┌────────
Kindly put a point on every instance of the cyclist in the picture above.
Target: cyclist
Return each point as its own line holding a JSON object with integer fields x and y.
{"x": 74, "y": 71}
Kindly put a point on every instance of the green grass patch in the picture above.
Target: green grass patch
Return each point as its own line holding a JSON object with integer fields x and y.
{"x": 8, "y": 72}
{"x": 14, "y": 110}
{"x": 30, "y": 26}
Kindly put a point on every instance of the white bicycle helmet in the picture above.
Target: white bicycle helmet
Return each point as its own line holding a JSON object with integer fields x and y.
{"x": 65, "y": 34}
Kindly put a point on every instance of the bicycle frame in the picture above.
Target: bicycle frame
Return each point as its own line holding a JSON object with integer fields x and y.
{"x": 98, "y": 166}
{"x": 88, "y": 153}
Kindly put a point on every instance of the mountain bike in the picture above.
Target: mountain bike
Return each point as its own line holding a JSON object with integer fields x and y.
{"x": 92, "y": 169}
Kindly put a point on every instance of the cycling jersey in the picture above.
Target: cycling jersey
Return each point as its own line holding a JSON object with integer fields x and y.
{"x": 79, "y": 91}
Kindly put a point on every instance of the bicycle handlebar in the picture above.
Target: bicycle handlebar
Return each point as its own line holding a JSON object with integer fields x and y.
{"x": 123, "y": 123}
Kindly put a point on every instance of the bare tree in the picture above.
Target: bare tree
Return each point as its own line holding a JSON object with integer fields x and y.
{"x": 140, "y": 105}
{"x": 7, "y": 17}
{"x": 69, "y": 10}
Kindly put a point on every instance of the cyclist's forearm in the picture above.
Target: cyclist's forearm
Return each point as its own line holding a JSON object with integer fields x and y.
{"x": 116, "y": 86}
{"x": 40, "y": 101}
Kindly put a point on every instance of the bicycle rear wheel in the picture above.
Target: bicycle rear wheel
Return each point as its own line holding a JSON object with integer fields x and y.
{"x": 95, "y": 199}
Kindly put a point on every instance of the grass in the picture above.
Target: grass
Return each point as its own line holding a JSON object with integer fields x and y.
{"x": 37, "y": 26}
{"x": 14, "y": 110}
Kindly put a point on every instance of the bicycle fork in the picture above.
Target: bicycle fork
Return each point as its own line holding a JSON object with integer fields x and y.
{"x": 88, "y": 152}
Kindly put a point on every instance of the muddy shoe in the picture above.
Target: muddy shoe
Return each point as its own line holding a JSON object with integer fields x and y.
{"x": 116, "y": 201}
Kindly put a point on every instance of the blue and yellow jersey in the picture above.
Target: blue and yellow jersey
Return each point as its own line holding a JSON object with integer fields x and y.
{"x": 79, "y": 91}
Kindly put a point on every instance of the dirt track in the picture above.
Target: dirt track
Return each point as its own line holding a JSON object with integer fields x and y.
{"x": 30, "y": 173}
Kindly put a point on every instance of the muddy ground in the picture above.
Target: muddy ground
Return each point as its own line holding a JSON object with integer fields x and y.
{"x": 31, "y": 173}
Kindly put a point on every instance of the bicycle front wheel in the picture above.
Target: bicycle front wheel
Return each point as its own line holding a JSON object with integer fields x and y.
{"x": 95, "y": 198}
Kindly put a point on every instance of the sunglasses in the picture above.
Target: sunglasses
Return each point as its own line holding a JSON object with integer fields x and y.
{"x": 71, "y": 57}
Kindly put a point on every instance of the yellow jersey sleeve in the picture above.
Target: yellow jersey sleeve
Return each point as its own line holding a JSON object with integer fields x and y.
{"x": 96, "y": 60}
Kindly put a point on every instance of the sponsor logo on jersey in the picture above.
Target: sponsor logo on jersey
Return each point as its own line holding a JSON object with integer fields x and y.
└────────
-- Your task --
In the records above, collect each line with "front".

-- Result --
Kindly put a point on every instance of the bicycle front wheel in the picture above.
Target: bicycle front wheel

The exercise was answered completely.